** Start of Input material **

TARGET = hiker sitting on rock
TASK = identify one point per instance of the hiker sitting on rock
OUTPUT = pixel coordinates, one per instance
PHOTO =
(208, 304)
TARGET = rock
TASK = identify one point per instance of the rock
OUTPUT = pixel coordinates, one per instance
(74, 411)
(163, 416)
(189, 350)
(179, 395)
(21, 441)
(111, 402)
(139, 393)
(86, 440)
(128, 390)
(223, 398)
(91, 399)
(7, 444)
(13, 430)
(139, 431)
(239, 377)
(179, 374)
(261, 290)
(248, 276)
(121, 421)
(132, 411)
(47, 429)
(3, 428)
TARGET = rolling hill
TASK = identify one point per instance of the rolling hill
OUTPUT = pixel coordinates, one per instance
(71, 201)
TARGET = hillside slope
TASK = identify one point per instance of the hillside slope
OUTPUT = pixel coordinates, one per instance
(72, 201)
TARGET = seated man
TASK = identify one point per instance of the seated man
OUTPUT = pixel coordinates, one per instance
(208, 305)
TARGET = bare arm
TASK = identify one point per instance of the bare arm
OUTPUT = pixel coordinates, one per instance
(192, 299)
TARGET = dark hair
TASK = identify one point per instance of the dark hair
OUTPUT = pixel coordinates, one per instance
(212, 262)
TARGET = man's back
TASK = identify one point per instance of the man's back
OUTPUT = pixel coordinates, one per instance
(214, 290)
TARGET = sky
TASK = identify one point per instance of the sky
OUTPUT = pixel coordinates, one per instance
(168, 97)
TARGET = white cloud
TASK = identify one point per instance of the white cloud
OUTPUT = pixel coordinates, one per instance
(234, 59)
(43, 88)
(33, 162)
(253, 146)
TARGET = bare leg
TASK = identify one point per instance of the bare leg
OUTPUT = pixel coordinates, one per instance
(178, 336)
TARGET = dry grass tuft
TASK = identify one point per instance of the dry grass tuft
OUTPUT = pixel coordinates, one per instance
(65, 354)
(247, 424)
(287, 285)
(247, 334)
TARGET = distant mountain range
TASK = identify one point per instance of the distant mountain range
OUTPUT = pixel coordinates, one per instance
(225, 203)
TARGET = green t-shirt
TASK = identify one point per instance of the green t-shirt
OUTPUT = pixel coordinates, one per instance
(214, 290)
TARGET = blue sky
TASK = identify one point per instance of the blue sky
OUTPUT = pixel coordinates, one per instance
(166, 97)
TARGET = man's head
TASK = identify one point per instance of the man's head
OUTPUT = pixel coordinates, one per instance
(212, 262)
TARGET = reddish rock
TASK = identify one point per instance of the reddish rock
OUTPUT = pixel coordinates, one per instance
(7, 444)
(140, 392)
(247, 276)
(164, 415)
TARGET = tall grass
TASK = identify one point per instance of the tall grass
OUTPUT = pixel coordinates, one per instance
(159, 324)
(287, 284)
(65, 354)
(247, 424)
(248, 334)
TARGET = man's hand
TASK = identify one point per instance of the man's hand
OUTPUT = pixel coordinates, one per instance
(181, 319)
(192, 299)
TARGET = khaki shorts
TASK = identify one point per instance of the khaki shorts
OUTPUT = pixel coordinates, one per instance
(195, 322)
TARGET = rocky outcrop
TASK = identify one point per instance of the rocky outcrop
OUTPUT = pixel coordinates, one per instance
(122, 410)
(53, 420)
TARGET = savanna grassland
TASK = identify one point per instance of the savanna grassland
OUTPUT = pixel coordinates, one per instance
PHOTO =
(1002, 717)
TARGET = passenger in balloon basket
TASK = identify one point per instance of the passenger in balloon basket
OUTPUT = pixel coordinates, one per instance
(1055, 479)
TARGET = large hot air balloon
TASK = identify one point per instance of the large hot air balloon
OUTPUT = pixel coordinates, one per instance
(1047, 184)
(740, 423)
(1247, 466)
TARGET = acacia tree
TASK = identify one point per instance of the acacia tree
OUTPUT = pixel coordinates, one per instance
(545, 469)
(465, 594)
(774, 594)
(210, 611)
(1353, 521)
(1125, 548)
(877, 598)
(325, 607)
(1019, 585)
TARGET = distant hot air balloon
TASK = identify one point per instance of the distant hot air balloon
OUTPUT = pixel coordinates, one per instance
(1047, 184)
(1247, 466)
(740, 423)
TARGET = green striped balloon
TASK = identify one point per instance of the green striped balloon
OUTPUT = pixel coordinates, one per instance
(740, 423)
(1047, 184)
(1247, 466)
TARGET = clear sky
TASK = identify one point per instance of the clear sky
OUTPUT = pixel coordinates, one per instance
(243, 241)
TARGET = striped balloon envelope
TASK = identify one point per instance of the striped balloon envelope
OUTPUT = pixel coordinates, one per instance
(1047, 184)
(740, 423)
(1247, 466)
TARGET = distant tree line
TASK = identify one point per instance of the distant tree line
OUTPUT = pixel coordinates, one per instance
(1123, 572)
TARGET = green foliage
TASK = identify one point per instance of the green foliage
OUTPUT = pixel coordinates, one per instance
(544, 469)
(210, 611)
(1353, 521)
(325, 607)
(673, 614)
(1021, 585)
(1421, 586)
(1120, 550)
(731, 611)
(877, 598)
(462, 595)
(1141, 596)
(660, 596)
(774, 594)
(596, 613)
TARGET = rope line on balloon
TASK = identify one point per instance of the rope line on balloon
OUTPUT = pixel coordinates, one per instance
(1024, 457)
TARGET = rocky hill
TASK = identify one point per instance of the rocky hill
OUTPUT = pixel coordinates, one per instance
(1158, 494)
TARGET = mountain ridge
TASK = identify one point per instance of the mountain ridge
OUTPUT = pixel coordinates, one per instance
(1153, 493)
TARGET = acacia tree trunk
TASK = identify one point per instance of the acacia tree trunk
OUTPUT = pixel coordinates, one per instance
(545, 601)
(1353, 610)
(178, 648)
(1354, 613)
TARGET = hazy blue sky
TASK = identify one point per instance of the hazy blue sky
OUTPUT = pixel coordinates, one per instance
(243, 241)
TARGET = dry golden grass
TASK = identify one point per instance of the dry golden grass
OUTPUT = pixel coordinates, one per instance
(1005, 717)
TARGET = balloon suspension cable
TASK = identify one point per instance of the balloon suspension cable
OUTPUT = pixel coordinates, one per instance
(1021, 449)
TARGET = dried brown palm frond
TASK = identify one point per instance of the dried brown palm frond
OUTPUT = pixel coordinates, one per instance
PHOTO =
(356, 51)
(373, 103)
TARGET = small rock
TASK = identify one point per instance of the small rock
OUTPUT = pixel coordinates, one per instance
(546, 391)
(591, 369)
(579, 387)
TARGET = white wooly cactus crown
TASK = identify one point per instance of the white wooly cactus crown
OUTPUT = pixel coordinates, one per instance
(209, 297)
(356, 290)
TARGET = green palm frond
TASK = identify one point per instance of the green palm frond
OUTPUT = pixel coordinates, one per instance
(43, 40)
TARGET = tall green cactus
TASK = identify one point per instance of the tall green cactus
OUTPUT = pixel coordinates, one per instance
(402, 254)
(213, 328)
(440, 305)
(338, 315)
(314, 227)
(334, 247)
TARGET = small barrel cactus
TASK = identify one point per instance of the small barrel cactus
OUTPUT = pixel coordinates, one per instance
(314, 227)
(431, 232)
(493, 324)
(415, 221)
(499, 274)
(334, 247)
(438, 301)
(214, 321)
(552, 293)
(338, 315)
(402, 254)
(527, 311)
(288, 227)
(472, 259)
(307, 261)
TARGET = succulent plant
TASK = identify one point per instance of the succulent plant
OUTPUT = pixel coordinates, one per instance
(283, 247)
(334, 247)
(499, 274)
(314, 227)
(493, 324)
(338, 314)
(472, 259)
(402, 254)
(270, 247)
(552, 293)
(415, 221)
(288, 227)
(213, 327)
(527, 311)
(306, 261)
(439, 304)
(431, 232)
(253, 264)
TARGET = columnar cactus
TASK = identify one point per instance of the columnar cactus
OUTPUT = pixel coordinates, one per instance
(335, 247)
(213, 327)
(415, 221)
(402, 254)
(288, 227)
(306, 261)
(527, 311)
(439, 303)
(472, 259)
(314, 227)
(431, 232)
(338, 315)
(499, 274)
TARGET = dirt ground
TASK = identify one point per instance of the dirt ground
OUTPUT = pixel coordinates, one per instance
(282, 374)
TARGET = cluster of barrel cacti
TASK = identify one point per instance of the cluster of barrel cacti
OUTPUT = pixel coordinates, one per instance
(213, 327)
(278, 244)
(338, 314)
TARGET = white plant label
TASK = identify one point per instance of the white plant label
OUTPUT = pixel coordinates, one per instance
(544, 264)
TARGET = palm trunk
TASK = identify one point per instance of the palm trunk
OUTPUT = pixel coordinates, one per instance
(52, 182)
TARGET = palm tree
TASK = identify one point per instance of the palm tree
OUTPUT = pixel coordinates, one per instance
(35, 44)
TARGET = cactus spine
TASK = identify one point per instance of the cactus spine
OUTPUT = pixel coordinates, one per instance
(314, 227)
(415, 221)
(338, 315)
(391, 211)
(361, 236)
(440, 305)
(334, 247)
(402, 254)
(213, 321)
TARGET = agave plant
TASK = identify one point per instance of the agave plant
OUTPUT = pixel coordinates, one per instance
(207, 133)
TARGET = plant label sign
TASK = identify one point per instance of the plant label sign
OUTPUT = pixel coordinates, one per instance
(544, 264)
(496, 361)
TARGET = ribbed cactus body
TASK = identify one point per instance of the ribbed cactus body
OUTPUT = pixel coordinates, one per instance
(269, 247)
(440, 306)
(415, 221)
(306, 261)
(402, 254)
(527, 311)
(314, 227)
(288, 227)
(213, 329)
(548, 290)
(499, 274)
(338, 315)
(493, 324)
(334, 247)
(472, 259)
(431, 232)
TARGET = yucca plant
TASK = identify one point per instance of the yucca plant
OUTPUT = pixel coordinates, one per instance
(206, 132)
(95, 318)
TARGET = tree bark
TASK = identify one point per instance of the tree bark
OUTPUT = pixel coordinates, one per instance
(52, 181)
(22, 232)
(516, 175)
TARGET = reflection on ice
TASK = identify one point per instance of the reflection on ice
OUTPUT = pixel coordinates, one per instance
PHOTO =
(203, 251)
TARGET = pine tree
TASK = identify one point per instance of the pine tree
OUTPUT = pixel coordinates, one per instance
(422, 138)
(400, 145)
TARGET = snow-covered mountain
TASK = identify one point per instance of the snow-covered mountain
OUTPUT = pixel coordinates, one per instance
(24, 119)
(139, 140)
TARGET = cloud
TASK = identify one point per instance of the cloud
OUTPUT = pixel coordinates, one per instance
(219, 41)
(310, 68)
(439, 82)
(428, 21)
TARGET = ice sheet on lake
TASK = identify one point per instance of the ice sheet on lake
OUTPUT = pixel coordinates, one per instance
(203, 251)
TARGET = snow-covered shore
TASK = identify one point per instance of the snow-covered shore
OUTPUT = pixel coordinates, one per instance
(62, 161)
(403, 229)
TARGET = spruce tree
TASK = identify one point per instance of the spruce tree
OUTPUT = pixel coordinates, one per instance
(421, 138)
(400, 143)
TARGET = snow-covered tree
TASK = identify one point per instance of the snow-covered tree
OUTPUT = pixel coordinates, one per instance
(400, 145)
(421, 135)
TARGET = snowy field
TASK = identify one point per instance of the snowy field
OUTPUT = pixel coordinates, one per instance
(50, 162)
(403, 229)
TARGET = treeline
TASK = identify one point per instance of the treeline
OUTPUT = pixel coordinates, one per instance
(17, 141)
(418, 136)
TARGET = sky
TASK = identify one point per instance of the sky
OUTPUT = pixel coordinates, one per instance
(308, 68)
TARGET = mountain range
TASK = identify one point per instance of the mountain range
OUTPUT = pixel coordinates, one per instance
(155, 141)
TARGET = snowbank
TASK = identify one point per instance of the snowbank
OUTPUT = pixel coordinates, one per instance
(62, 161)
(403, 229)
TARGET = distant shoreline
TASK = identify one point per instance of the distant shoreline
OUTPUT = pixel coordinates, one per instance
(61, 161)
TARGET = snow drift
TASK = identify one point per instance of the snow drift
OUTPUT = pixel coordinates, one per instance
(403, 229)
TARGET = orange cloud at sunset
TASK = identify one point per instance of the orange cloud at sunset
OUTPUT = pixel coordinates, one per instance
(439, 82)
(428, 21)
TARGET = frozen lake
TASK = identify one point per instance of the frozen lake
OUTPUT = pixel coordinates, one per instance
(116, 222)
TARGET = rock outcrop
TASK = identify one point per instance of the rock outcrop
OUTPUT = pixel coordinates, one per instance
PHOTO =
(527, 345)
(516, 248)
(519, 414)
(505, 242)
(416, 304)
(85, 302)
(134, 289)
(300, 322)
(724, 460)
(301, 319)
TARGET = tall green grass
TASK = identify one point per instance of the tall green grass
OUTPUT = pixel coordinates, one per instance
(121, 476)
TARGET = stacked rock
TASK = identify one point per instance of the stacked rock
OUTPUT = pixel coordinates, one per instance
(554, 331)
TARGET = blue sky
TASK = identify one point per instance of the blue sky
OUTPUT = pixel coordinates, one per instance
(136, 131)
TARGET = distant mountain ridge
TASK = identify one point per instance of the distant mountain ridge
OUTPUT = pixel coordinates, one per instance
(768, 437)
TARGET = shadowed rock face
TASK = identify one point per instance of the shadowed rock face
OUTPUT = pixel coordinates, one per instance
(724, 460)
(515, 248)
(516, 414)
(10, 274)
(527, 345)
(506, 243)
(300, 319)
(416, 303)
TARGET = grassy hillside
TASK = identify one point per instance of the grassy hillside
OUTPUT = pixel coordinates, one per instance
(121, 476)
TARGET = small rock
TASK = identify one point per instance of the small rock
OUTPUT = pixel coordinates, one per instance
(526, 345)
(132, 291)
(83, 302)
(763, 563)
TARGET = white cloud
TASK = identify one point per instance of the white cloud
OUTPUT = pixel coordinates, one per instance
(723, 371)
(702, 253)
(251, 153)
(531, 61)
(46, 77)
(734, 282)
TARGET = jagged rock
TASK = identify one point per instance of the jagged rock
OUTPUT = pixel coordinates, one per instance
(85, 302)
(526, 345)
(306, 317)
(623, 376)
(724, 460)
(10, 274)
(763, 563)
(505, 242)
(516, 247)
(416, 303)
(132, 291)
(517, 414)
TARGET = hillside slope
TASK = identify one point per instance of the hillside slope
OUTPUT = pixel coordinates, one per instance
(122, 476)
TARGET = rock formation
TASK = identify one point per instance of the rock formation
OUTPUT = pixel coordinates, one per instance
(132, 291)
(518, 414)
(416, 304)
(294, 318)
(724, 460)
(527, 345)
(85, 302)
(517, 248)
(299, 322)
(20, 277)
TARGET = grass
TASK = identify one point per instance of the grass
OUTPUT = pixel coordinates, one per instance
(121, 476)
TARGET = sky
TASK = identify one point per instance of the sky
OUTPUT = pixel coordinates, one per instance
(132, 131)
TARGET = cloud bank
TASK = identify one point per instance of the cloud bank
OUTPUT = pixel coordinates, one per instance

** End of Input material **

:: Task prompt ::
Please lay out the entries above, from the line with "TARGET = clear sky" to the line with "(1153, 493)", both included, as a JSON list of strings with one string per line and no blank lines.

:: Completed exercise ::
[
  "TARGET = clear sky",
  "TASK = identify one point per instance of the clear sky",
  "OUTPUT = pixel coordinates, one per instance",
  "(243, 241)",
  "TARGET = striped balloon envelope",
  "TASK = identify one point per instance of the striped balloon envelope",
  "OUTPUT = pixel coordinates, one per instance",
  "(1047, 184)",
  "(740, 423)",
  "(1247, 466)",
  "TARGET = distant tree line",
  "TASK = identify one point per instance of the distant tree line",
  "OUTPUT = pixel coordinates, one per instance",
  "(1123, 572)",
  "TARGET = green foliage",
  "TASK = identify one point per instance of the green foliage",
  "OUTPUT = pixel coordinates, one per instance",
  "(544, 469)",
  "(210, 611)",
  "(1353, 521)",
  "(325, 607)",
  "(673, 614)",
  "(1021, 585)",
  "(1421, 586)",
  "(1120, 550)",
  "(731, 611)",
  "(877, 598)",
  "(462, 595)",
  "(1141, 596)",
  "(660, 596)",
  "(774, 594)",
  "(596, 613)",
  "TARGET = rope line on balloon",
  "TASK = identify one point per instance of the rope line on balloon",
  "OUTPUT = pixel coordinates, one per instance",
  "(1024, 457)",
  "TARGET = rocky hill",
  "TASK = identify one point per instance of the rocky hill",
  "OUTPUT = pixel coordinates, one per instance",
  "(1158, 494)",
  "TARGET = mountain ridge",
  "TASK = identify one point per instance of the mountain ridge",
  "OUTPUT = pixel coordinates, one per instance",
  "(1153, 493)"
]